A lot of people have wise people, older people. Well, not all old people are wise, but there are some...these peacemaking courts, which they put to use, those are the ones they're putting in there because they have some sense of wisdom and people respect them. Unfortunately...my mom says, ‘I didn't say anything and I'm an elder.' But I look at her, to me she's my mom and the elders are way older than her. So some people, we don't see the elders in the same light. But most tribes have good, strong, wise people who can be peacemakers, but are those...

Like what kind of cases are you going to bring to those systems? We have the law. We have a criminal code, tells you everything you can't do that's a crime, all the offenses, battery, assault, sexual defenses, everything. We have civil codes that tell you what you can't do. But we also have custom things that we shouldn't be doing, but these ones go to the court system that we have that is under the constitution and the code, but what about when people are just mad at each other? That is where I wish we would have more of the peacemakers where we could bring people in...we have a gym; we could fill the whole room with whatever. Bring these two people in and say, ‘What happened?' and if we have to give them boxing gloves. Well, let's make it a safe little place and let them have at it because we fight with pipes and all kinds of things, bats, when they get thrown in jail, why can't we let them do it in front of us? Just have them...we could do peacemaking at home if we just had the ability to figure it out.

And we can do it in our own way because at Hualapai, in our ethnographies and what I've read and then what I asked about from my great grandma was, they used to say...people would come in and if they needed to bring in another chief from another band...because Hualapai really, 13-14 bands of Pai people, [Hualapai language] is people of the tall pine. It's my great-grandfather's people. There's other bands. They're all different people. A long time ago they would bring in a head man or a chief from something else and sit down, hear what's going on and let that person decide, things like that. But they would all talk [Hualapai language] or how they'd say that. They'd all talk about it and some decision would be made and that would be it. [Hualapai language], it would be over with. That's it. We can still do that at home, but do we have the ability, do we have the people, the human resources to do that and do you?

Those are the things you need to think about and we have a lot of resources, but sometimes we don't know, we don't...and again it goes back to our own ability to see it in those people we don't like. And I know, you guys are all going to say, ‘Oh, I'm not like that.' All of you probably don't like someone at home and you...it just tears at you when you see them excel maybe or whatever. You know how you see them going down the road and you go...I know. We all do that. You're going to all these cars waving and waving, there's one, don't wave at all. All of us, you know. We have to come and accept that that's the confrontation, the acknowledgment of that. We have to know that that's what we do. I know I did it or I do it. I'm afraid of people at home. They're mean to me and I was telling our councilmen, I have no thick skin. I'm a baby. One little word, look, I'm just in tears practically. But we do that to each other. We have to somehow get past that.

[DATA BLOCK]:
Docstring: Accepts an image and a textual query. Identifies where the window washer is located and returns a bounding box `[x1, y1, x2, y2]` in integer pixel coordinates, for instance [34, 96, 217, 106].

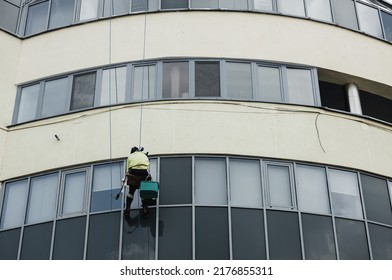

[SHORT EXERCISE]: Condense the paragraph of the tribal peacemaking talk that begins "And we can do it in our own way" into a short bulleted list that keeps its main facts.

[FULL ANSWER]:
- The speaker's sources are Hualapai ethnographies, the speaker's own reading, and questions put to the speaker's great-grandma.
- Hualapai is made up of 13-14 bands of Pai people. Each band is a different people, and one of them, whose name means people of the tall pine, was the speaker's great-grandfather's people.
- Long ago, a head man or chief from another band would be brought in to sit down, hear what was going on, and decide.
- Everyone would talk it over, a decision would be made, and the matter would be over.
- The speaker believes this could still be done at home but asks whether they have the ability and the people, the human resources, to do it.